Tareas —
A: Resume en dos oraciones el texto sobre Ryan O'Neal.
B: Contesta estas preguntas sobre el texto de Ryan O'Neal:
(i) ¿Cuánto dinero se invirtió en Love Story?
(ii) ¿Dónde se conocen Oliver y Jenny?
(iii) ¿En qué año se reconcilió Tatum con su padre?
C: Reproduce sin ningún cambio el fragmento del texto sobre Ryan O'Neal que va de "Ryan O’Neal, nacido" a "temporadas la situación.", ambos incluidos.

Texto —
"""
Se ha muerto Ryan O’Neal, protagonista del gran taquillazo romántico de los setenta, un cazurro que al final dijo un par de verdades

Actualizada 10:04

El melodrama Love Story, de 1970, fue el gran taquillazo que abrió aquella década. Con una inversión de 2,2 millones de dólares se embolsaron 173. Continúa siendo una de las cincuenta películas más taquilleras de la historia. ¿Es buena? Es hija de su época. Setentera y sensiblera hasta rondar el kitsch, con todo realzado por una resultona banda sonora –de anuncio de colonia– del francés Francis Lai. Pero es difícil verla y no conmoverse con la historia de los jóvenes enamorados neoyorquinos y la prestancia de los protagonistas, Ryan O’Neal, que se acaba de morir en Los Ángeles a los 82 años por un cáncer de próstata, y Ali MacGraw.

Love Story cuenta la historia de Oliver y Jenny, que se conocen y enamoran en Harvard. Media un impedimento. Él forma parte de una familia patricia de la Costa Este, ricos protestantes; y ella viene de un modesto hogar católico. Los padres de él rechazan la boda. Pero los chicos se casan y luchando contra las estrecheces salen adelante y todo se pone muy lindo. No les reviento el final al recordarlo, porque ya lo conocen: ella enferma de cáncer y se muere (y ahí no hay espectador que resista el lagrimeo). Cuando cae el telón, el padre de Oliver le pide perdón por no haber aceptado su amor con Jenny. Y Ryan O’Neal le suelta la frase que es el lema de la película: «El amor significa no tener que pedir perdón». Máxima que encuentro poco consistente, pues en la vida sucede más bien lo contrario: parte esencial del amor consiste en perdonar.

Ryan O’Neal, nacido en Hollywood, era un apolo rubio y un actor limitado, aunque con presencia escénica. Hasta llegó a protagonizar una película del gigante Kubrick (y otra del infravalorado Walter Hill). Los comentaristas anglosajones señalan en la hora de su muerte que tenía buen fondo, pero un carácter «volátil». El compasivo adjetivo se refiere a que gastaba un temperamento polvorilla, con raptos de cólera que en su mocedad lo llevaban a las manos. Todavía en 2007 disparó a uno de sus cuatro hijos en una amena tangana familiar. La querencia por la farolopa y güisqui empeoraban por temporadas la situación.

O’Neal mantuvo romances episódicos con una colección de celebridades de los setenta y ochenta y se casó dos veces, en matrimonios de esos que duran menos que un ministro de Sanidad de Sánchez. Tuvo cuatro hijos, con los que fue un padre distraído; o pésimo, por decirlo de otro modo (ya saben: «La paternidad me pilló joven y no estaba preparado»). Varios de los vástagos tuvieron problemas serios con las drogas. Es el caso de su hija más famosa, Tatum, que echaba pestes de él, hasta que en 2011 se reconciliaron para llenar un poco el bolsillo con un reality familiar.
"""
Datos recogidos —
"""
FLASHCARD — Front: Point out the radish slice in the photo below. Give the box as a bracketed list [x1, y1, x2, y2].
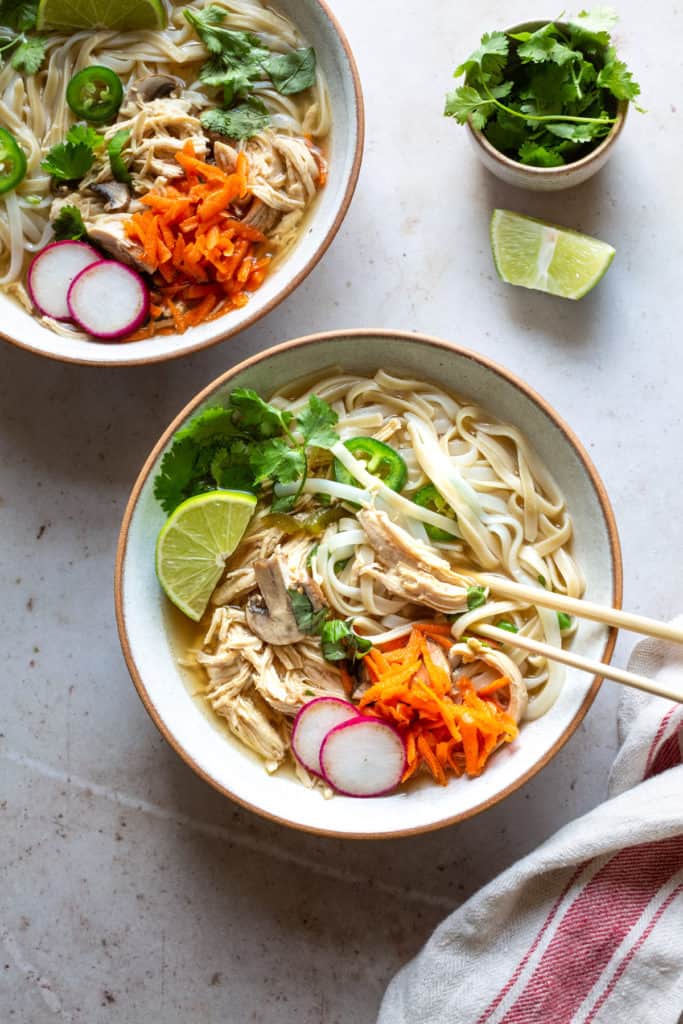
"""
Respuestas —
A: Ryan O'Neal, que protagonizó con Ali MacGraw Love Story, el gran éxito de taquilla de 1970, murió en Los Ángeles a los 82 años por un cáncer de próstata. Era un actor limitado pero con presencia y de carácter volátil, se casó dos veces y fue un padre pésimo para sus cuatro hijos, varios de los cuales tuvieron problemas serios con las drogas.

B:
(i) 2,2 millones de dólares.
(ii) En Harvard.
(iii) En 2011.

C:
Ryan O’Neal, nacido en Hollywood, era un apolo rubio y un actor limitado, aunque con presencia escénica. Hasta llegó a protagonizar una película del gigante Kubrick (y otra del infravalorado Walter Hill). Los comentaristas anglosajones señalan en la hora de su muerte que tenía buen fondo, pero un carácter «volátil». El compasivo adjetivo se refiere a que gastaba un temperamento polvorilla, con raptos de cólera que en su mocedad lo llevaban a las manos. Todavía en 2007 disparó a uno de sus cuatro hijos en una amena tangana familiar. La querencia por la farolopa y güisqui empeoraban por temporadas la situación.